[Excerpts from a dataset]

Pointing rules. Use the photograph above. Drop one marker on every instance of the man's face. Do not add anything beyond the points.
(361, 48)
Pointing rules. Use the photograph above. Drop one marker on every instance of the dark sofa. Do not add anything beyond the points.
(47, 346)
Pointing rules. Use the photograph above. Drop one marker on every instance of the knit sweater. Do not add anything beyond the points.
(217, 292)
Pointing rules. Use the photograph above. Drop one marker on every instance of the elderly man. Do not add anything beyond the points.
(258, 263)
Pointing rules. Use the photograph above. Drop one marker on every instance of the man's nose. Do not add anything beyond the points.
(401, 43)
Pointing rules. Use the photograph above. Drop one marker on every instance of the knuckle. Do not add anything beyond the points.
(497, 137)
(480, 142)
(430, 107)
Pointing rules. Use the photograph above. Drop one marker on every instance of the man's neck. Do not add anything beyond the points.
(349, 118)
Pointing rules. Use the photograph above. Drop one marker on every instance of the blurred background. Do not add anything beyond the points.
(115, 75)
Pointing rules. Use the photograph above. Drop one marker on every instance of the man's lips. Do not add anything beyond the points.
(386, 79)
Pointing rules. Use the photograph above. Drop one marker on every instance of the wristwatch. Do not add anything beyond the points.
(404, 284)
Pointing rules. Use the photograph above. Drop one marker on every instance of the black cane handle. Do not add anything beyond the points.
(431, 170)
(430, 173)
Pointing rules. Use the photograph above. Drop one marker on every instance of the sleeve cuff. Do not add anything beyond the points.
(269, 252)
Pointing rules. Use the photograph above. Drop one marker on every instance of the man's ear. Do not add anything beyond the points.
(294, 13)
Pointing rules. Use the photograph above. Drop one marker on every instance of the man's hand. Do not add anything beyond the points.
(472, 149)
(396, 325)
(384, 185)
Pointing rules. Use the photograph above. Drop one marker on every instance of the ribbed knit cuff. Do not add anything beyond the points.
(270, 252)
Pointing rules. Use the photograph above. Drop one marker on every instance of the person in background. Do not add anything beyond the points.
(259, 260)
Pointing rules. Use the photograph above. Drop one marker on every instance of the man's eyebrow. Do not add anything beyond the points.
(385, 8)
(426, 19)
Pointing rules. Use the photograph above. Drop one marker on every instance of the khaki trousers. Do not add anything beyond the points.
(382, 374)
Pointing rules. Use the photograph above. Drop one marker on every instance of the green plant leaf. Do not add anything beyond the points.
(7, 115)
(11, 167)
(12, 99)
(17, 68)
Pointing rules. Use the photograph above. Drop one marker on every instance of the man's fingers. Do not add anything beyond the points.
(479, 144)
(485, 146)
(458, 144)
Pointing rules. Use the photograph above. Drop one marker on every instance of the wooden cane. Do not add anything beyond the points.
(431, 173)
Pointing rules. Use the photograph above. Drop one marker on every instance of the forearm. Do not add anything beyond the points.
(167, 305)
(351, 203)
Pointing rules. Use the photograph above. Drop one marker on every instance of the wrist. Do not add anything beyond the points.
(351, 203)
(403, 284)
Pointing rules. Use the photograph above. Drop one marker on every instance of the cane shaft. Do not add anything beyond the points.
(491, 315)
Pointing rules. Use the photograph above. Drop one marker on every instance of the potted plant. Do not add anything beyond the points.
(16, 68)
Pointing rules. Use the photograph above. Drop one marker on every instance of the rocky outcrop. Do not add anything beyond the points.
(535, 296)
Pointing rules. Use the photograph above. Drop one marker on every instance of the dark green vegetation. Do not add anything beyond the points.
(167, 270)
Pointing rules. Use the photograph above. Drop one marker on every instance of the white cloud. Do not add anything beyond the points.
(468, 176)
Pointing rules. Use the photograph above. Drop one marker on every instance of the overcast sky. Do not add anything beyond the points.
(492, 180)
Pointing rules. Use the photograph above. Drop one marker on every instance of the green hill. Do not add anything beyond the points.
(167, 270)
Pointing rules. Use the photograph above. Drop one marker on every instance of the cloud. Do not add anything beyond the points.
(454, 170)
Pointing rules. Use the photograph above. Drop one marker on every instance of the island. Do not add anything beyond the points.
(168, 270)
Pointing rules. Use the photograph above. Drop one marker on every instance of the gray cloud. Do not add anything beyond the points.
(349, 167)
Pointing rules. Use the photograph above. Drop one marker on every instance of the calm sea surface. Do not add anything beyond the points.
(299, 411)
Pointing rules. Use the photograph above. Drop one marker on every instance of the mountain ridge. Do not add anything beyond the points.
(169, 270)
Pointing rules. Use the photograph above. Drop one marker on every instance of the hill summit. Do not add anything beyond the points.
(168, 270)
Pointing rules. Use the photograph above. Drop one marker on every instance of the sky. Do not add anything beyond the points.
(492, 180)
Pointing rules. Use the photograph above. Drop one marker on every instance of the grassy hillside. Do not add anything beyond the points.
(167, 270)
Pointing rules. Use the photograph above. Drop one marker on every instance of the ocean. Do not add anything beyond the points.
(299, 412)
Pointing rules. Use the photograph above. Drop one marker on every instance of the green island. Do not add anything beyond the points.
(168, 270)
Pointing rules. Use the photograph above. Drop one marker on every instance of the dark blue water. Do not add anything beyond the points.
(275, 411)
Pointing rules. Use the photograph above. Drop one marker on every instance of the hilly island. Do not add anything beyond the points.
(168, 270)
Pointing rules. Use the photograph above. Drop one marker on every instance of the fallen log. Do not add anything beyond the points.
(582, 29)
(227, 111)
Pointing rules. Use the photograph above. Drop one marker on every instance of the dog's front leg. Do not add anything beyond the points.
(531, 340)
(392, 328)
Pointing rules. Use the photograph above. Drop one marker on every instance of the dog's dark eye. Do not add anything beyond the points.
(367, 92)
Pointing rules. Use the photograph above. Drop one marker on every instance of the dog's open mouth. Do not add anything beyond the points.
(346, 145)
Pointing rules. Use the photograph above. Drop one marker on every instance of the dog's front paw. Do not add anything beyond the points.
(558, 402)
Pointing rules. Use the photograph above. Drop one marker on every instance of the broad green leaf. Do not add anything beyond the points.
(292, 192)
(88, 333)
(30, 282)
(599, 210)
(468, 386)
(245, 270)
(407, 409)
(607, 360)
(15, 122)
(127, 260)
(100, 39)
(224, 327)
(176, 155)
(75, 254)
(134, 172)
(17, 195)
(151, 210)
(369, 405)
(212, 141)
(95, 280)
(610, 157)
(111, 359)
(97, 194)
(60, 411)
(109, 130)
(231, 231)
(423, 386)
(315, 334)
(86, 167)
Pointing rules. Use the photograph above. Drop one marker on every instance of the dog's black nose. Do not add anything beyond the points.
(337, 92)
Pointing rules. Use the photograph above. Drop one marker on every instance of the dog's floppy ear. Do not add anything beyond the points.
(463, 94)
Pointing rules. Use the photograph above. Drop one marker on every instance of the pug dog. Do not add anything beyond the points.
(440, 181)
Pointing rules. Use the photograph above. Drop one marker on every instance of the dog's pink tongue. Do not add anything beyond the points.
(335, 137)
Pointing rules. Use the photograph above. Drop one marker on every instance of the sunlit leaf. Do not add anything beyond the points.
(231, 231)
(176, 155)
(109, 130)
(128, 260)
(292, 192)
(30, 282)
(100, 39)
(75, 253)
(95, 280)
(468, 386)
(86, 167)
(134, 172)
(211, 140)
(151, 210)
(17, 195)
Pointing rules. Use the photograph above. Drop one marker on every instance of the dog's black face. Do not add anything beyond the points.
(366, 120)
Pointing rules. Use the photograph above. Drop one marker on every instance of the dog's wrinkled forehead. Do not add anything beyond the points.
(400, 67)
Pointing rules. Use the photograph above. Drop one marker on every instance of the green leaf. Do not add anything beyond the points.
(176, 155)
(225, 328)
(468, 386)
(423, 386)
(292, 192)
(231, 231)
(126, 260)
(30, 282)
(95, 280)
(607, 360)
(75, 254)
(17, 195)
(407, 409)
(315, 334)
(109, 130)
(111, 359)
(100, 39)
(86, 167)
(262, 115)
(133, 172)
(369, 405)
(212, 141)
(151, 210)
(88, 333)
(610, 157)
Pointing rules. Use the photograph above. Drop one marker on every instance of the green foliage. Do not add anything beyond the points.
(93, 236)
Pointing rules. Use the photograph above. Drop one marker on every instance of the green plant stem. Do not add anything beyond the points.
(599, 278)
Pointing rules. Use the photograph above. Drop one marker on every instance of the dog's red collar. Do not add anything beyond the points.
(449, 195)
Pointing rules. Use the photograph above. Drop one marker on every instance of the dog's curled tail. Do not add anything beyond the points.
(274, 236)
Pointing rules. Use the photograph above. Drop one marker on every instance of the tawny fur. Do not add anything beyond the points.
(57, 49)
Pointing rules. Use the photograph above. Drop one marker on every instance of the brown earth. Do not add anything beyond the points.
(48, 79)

**Task brief:** Beginning at the line where "fur. Do not add anything beyond the points." appears, extract each line through the end of the data above; keep them exact and include nothing else.

**Answer space:**
Pointing rules. Use the photograph above. Drop one marker on every instance of the tawny fur. Do not add anything beyond the points.
(57, 49)
Pointing rules. Use the photograph above. Drop one marker on every instance of the brown earth. Do not add anything beyond the points.
(48, 79)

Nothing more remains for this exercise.